Write out the lines below word for word, leaving out the pictures.

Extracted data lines
* * *

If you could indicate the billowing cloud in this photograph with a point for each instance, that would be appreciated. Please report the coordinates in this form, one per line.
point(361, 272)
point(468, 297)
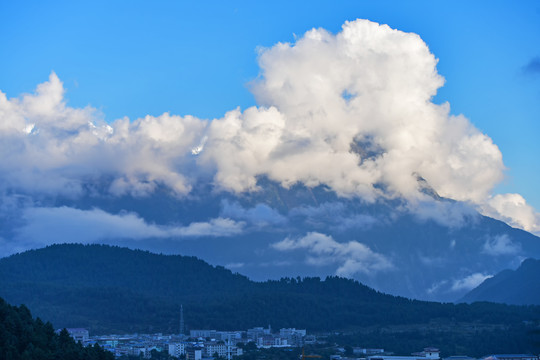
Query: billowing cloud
point(514, 210)
point(533, 66)
point(64, 224)
point(351, 257)
point(260, 215)
point(500, 245)
point(351, 110)
point(447, 213)
point(469, 282)
point(334, 215)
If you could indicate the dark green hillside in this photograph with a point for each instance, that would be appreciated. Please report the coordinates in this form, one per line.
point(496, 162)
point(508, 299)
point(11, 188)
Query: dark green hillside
point(22, 337)
point(111, 289)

* * *

Completed exercise:
If you could indicate the billowing cloud in this photograph with a point for each instance, that would be appreciated. Please report the coordinates in this form, one per line.
point(361, 272)
point(468, 297)
Query: billowing cloud
point(514, 210)
point(533, 66)
point(64, 224)
point(351, 257)
point(260, 215)
point(500, 245)
point(351, 110)
point(447, 213)
point(469, 282)
point(334, 215)
If you could indicate the dark green hillside in this photograph with a point for each instance, that would be appreciated. Please report the coordinates in this form, one per line.
point(496, 162)
point(508, 299)
point(11, 188)
Query: dark green hillside
point(22, 337)
point(111, 289)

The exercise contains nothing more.